Text-to-region grounding data:
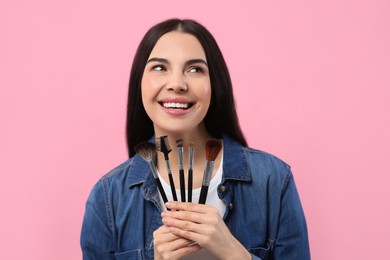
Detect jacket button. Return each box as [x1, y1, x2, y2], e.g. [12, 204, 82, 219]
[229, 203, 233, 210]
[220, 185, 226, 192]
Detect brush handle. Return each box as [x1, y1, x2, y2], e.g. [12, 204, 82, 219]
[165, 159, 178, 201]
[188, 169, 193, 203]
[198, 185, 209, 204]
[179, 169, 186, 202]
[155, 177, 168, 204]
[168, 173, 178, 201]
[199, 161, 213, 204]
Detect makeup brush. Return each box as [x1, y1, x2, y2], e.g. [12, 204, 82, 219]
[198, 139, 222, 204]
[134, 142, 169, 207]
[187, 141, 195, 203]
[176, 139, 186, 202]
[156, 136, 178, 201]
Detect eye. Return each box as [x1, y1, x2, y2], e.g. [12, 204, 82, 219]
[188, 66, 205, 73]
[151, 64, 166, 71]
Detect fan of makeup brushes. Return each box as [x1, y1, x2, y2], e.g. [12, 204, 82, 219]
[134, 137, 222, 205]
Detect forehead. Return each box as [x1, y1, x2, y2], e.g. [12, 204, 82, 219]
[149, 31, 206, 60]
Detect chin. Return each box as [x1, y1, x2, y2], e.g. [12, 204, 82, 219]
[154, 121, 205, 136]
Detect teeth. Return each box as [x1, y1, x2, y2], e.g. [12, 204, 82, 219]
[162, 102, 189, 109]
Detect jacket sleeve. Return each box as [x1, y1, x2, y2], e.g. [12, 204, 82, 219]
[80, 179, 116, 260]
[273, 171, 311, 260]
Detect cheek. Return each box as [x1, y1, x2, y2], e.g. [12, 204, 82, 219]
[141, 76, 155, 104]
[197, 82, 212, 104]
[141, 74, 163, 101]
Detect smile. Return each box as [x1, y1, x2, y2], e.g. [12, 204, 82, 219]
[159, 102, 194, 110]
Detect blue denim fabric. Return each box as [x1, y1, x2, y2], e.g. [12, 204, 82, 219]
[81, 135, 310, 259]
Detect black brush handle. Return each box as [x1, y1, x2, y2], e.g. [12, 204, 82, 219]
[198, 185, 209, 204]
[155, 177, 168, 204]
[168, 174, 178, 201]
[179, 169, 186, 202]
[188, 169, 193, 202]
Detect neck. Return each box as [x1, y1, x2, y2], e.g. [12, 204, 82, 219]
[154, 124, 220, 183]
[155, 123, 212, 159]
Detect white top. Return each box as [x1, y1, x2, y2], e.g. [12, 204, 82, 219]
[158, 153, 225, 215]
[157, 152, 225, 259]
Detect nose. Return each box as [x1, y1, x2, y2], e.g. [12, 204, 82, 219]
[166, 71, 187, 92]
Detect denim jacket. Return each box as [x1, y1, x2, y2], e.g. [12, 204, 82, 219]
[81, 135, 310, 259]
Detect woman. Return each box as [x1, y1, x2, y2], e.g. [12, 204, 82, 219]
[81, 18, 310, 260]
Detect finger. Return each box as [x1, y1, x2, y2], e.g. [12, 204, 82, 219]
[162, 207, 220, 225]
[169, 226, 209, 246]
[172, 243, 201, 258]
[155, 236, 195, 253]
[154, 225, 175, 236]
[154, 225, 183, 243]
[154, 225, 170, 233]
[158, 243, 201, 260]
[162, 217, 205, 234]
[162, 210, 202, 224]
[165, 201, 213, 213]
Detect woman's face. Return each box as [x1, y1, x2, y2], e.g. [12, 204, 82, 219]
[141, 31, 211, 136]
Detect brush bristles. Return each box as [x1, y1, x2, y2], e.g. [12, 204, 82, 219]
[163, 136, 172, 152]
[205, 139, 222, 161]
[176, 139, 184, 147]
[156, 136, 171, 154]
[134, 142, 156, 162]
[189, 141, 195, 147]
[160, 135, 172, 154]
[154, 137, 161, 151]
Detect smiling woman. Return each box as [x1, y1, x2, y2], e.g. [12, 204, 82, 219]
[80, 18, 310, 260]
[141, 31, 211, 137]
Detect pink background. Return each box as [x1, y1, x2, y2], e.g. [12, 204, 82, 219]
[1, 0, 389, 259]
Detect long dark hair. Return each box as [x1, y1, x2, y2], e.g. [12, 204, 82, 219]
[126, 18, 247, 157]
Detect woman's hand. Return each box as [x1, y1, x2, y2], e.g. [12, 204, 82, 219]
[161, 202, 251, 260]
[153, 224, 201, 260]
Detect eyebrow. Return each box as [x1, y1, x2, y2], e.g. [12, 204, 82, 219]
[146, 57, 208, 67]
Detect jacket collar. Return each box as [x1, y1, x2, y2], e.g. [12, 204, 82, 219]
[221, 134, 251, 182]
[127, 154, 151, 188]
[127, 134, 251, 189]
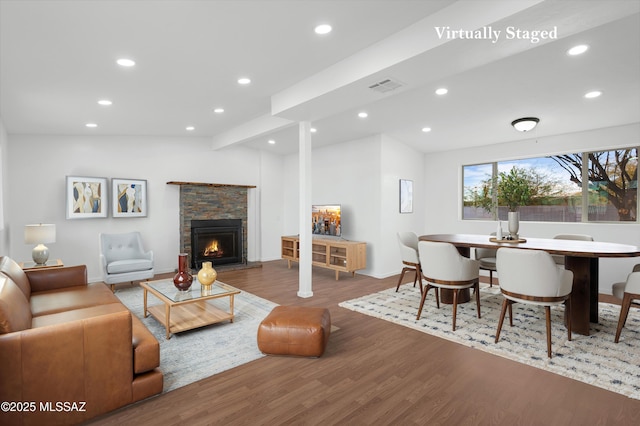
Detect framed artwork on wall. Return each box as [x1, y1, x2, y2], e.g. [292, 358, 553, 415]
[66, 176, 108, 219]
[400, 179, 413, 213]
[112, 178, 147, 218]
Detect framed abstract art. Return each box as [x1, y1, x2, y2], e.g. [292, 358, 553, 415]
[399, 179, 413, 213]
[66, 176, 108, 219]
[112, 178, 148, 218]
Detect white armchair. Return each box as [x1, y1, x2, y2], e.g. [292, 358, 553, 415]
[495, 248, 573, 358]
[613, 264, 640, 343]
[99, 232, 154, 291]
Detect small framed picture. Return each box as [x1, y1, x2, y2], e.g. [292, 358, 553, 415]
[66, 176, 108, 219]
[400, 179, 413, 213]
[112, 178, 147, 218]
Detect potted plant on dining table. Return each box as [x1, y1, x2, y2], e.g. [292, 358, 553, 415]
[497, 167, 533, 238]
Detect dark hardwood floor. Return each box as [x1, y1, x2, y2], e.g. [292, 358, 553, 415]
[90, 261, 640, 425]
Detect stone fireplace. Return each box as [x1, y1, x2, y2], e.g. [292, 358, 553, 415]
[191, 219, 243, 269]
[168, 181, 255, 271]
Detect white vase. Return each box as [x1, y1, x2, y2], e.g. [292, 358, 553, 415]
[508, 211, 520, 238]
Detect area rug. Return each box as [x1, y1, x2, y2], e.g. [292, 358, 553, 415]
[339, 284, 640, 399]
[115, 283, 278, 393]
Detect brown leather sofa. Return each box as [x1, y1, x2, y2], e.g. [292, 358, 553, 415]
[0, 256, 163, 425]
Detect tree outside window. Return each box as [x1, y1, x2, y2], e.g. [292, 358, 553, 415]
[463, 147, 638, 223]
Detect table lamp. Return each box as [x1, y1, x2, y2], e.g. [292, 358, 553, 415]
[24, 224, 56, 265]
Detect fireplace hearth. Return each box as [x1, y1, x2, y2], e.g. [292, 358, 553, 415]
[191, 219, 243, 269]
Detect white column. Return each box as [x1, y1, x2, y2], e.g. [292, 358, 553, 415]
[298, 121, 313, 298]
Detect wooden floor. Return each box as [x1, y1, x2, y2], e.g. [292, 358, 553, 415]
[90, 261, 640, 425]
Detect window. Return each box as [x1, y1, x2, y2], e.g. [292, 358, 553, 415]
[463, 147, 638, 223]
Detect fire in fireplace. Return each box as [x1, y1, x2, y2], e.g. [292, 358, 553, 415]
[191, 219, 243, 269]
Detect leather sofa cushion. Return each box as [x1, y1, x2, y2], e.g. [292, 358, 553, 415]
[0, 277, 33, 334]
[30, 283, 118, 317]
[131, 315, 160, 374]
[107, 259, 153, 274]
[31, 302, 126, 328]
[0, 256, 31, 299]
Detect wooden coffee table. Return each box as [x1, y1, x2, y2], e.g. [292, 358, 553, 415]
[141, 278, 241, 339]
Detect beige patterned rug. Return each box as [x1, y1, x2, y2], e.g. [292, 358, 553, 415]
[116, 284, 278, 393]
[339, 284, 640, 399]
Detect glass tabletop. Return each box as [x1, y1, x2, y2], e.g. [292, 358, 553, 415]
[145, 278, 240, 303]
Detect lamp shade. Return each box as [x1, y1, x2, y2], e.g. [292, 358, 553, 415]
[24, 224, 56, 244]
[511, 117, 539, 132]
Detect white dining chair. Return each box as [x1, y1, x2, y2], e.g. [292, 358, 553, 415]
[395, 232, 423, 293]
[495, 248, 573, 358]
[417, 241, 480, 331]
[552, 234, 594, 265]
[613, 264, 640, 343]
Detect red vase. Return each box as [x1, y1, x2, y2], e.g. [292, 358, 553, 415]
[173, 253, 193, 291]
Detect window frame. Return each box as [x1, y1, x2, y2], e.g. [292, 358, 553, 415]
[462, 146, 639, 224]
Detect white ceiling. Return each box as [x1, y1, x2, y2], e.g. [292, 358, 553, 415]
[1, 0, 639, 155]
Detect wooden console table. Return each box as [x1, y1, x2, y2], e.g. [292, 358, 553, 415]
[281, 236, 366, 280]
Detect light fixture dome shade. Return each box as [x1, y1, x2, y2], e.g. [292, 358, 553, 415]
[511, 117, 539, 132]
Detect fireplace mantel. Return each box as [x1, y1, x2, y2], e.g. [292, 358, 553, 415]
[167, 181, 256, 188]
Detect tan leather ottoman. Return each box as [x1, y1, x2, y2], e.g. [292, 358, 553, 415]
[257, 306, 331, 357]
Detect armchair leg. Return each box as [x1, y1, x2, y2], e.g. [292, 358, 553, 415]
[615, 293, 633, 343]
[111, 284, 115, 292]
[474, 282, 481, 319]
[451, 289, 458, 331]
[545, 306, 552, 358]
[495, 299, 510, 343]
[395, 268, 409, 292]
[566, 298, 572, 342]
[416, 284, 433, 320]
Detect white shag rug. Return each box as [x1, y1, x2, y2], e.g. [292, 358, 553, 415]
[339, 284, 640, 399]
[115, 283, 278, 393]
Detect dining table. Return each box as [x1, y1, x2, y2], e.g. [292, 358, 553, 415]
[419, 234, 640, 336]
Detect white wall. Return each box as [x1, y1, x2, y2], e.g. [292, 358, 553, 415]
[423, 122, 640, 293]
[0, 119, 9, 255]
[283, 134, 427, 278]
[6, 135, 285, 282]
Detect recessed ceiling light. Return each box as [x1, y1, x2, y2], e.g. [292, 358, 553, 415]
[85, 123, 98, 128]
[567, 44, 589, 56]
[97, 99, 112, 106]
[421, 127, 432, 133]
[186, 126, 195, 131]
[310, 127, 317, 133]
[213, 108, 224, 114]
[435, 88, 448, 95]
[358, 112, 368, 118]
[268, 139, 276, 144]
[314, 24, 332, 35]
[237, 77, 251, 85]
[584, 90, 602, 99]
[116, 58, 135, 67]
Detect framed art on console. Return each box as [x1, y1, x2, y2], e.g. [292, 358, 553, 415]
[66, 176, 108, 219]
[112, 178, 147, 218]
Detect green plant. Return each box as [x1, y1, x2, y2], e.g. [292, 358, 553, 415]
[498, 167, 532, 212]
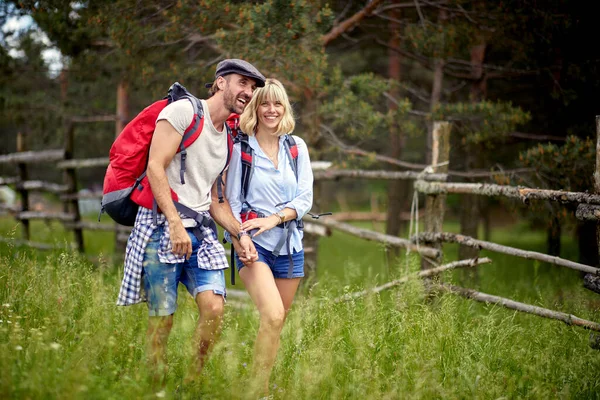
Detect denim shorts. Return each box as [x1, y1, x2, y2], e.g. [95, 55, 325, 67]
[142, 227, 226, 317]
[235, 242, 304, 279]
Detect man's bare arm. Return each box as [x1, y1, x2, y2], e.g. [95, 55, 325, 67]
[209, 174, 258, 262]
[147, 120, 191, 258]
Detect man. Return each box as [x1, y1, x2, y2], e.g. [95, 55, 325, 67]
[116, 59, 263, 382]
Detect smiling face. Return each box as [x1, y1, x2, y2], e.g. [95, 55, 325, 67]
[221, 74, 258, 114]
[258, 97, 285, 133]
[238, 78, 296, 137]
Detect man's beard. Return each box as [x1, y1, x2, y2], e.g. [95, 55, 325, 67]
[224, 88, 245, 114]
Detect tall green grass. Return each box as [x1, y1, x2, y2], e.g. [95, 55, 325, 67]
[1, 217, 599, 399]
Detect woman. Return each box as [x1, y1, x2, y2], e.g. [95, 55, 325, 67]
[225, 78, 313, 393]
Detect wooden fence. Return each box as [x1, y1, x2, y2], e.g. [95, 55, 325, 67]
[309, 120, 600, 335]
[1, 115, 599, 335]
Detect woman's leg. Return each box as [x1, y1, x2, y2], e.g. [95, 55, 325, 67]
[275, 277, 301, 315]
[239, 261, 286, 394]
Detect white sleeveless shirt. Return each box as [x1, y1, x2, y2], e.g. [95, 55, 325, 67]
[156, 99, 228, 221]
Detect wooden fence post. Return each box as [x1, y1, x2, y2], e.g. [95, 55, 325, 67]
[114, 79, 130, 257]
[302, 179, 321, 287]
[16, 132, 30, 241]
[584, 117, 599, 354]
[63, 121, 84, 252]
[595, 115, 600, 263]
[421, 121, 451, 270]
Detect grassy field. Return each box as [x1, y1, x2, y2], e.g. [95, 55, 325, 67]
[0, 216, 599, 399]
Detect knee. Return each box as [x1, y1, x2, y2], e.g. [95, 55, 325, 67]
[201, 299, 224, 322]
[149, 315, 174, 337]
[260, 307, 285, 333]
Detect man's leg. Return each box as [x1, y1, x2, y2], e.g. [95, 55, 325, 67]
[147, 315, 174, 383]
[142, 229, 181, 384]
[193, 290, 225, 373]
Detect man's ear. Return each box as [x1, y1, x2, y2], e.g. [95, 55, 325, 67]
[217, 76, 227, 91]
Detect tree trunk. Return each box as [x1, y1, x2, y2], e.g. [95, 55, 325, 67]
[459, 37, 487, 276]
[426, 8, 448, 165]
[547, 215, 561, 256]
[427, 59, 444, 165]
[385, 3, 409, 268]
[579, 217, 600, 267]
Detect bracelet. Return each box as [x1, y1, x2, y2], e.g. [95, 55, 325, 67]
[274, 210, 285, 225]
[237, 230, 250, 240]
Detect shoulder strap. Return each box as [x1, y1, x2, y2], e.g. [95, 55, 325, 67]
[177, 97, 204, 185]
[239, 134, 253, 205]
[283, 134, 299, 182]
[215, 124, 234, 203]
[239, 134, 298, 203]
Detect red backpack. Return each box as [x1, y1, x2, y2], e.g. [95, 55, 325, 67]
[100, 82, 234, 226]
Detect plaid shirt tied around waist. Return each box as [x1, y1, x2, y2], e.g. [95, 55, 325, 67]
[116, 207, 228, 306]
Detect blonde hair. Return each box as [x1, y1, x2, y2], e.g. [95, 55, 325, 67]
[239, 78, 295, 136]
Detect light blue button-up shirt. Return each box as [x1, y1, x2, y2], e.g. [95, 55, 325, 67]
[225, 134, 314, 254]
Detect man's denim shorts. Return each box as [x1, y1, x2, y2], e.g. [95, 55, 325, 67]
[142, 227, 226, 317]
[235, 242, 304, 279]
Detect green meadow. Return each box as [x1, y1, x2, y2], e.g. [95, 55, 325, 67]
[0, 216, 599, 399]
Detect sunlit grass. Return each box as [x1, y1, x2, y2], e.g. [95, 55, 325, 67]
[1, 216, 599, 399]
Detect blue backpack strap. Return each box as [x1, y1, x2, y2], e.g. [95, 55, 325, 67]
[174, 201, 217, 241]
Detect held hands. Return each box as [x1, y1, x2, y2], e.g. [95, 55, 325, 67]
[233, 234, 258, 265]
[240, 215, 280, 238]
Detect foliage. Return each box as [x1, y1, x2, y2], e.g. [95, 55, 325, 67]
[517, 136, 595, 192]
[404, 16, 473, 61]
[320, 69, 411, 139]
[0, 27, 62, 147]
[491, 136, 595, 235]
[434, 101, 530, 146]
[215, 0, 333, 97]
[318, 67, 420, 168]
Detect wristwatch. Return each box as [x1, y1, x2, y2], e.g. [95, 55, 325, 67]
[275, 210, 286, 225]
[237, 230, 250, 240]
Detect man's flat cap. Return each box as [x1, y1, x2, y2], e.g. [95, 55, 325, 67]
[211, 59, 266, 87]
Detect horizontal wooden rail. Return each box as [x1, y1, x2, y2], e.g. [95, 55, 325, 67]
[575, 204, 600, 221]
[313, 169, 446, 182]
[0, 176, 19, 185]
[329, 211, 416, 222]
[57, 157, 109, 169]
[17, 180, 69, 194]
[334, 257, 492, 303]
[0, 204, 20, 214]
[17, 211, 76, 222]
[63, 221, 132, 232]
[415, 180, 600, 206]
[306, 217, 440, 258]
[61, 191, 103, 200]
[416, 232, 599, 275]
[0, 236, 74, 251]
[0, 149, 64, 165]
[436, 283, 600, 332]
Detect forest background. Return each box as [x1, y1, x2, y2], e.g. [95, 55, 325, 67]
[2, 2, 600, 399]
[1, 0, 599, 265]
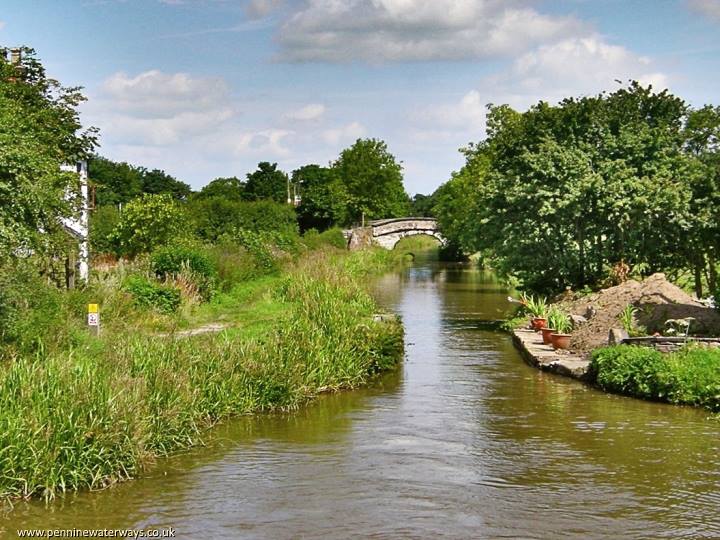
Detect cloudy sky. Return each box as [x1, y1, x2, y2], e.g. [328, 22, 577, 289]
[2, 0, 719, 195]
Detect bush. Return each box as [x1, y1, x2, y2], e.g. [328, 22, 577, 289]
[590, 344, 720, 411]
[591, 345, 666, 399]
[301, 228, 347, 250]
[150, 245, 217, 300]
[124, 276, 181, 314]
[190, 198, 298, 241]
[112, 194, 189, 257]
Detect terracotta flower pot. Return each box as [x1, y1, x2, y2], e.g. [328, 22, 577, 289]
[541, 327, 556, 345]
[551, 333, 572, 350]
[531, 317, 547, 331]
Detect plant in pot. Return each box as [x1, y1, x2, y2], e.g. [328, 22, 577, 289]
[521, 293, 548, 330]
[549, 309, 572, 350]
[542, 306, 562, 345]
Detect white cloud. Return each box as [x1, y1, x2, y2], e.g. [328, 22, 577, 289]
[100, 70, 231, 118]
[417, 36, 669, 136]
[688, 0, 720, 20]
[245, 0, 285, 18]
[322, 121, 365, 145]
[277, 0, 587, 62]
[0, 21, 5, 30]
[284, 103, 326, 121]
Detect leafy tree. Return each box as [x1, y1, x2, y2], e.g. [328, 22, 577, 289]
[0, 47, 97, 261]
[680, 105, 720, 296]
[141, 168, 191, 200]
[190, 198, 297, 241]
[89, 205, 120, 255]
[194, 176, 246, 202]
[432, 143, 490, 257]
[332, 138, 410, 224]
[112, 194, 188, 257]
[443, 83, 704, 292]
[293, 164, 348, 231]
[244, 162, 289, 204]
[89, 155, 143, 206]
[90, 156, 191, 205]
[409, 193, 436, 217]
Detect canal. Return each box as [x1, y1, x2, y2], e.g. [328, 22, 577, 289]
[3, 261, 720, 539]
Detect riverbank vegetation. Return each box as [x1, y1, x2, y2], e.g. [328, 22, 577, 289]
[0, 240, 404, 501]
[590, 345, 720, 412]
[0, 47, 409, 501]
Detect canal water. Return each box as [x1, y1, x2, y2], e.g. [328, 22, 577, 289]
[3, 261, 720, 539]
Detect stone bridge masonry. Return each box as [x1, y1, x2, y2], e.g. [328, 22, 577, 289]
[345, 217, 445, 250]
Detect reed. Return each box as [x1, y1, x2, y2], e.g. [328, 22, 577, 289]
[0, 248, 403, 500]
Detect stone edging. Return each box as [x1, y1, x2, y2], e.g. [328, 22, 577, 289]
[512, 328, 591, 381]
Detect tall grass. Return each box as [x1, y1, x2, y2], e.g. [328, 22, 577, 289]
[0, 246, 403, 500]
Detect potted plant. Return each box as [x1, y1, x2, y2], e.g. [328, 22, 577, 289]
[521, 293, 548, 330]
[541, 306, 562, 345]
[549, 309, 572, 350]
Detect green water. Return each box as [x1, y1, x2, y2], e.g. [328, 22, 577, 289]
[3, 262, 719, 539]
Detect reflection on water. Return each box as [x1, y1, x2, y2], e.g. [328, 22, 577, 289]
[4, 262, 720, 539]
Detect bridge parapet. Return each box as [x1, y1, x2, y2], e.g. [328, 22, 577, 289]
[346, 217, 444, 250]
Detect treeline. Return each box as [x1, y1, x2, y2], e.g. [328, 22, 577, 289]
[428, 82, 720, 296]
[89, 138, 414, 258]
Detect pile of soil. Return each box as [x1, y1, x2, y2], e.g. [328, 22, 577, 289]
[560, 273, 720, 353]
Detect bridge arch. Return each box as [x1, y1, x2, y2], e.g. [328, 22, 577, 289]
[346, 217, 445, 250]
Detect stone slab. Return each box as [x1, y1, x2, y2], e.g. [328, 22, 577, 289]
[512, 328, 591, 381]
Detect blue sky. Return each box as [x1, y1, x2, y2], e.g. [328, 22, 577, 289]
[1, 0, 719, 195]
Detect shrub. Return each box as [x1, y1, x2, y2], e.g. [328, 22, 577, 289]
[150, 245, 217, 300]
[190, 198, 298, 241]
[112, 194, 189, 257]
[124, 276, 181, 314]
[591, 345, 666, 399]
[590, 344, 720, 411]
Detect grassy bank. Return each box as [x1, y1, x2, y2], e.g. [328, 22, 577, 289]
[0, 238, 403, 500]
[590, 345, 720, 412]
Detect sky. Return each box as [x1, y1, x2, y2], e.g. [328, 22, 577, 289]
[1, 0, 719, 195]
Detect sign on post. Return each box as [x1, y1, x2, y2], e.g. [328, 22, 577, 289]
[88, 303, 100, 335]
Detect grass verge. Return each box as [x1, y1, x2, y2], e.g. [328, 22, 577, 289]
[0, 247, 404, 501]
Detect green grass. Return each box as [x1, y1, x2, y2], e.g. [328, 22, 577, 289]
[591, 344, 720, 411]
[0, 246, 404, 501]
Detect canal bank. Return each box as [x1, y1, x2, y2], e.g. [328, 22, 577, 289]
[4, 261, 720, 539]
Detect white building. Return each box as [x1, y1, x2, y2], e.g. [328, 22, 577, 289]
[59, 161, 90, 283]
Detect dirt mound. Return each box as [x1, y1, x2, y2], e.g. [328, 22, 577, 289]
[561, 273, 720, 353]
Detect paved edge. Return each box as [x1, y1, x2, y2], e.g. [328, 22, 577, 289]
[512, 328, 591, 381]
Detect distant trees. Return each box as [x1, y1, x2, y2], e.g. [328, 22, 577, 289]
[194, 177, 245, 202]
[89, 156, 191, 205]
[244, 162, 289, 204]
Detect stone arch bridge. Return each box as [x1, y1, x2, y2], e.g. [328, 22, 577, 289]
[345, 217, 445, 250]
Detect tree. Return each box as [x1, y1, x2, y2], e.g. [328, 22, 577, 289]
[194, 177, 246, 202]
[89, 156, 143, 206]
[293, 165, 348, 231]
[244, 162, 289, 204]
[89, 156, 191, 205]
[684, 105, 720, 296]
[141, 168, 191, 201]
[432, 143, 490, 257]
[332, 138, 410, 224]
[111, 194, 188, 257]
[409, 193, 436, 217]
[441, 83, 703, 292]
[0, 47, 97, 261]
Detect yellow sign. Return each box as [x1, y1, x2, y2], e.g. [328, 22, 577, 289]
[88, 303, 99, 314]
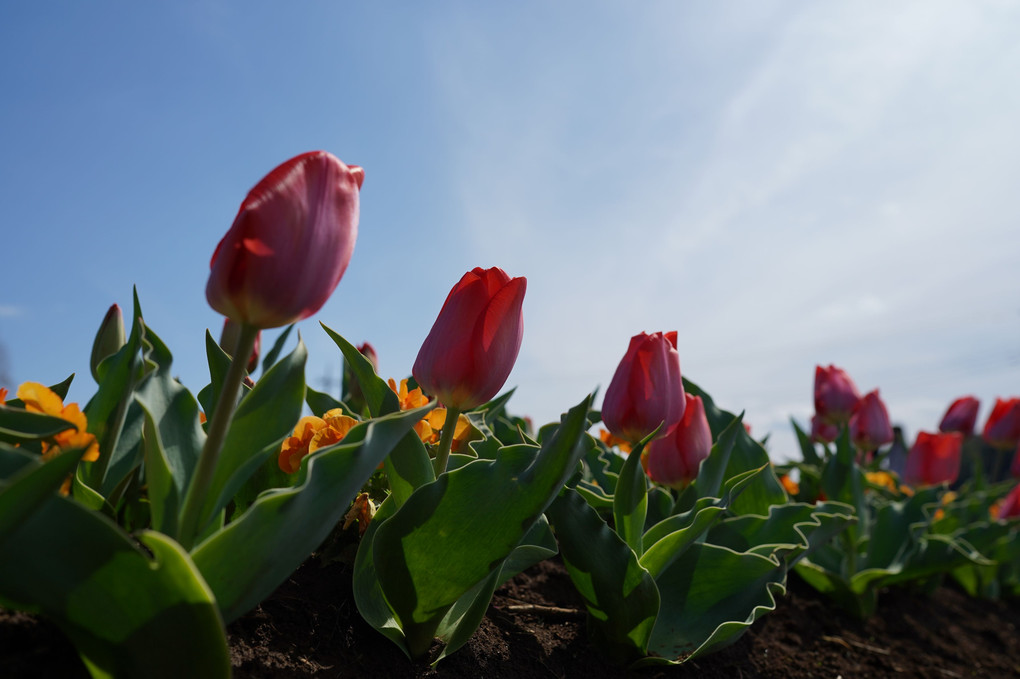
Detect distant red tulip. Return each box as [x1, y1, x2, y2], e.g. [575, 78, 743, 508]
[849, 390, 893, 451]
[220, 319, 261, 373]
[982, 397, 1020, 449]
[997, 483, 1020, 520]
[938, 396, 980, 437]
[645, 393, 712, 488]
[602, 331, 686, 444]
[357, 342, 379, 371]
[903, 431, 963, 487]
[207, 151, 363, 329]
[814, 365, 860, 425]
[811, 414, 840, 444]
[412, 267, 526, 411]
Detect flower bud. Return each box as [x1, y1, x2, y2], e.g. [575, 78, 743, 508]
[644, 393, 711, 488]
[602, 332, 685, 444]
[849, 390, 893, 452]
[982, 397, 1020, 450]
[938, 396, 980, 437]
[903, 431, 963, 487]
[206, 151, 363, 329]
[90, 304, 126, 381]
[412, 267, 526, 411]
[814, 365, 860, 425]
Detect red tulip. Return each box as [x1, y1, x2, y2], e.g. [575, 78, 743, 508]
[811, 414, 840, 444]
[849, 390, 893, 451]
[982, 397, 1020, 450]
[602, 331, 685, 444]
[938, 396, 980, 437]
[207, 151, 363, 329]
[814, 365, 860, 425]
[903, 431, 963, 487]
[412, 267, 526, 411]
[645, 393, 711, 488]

#### The problem
Each line from the one holding "Detect flower bud." through the last line of the data is to be transcribed exactly, with nothing else added.

#### Solution to this task
Detect flower bud. Return each box as [x1, y1, x2, y2], e.g. [575, 78, 743, 508]
[644, 393, 711, 488]
[602, 332, 685, 444]
[849, 390, 893, 452]
[982, 397, 1020, 450]
[938, 396, 980, 437]
[903, 431, 963, 487]
[206, 151, 363, 329]
[90, 304, 126, 381]
[412, 267, 526, 411]
[814, 365, 860, 425]
Detect red tulip. Return each box as [x1, y1, x2, y2], e.g. [575, 78, 743, 508]
[811, 414, 840, 444]
[849, 390, 893, 451]
[982, 397, 1020, 450]
[602, 331, 685, 444]
[938, 396, 980, 437]
[207, 151, 363, 329]
[814, 365, 860, 425]
[903, 431, 963, 487]
[412, 267, 526, 411]
[645, 393, 711, 488]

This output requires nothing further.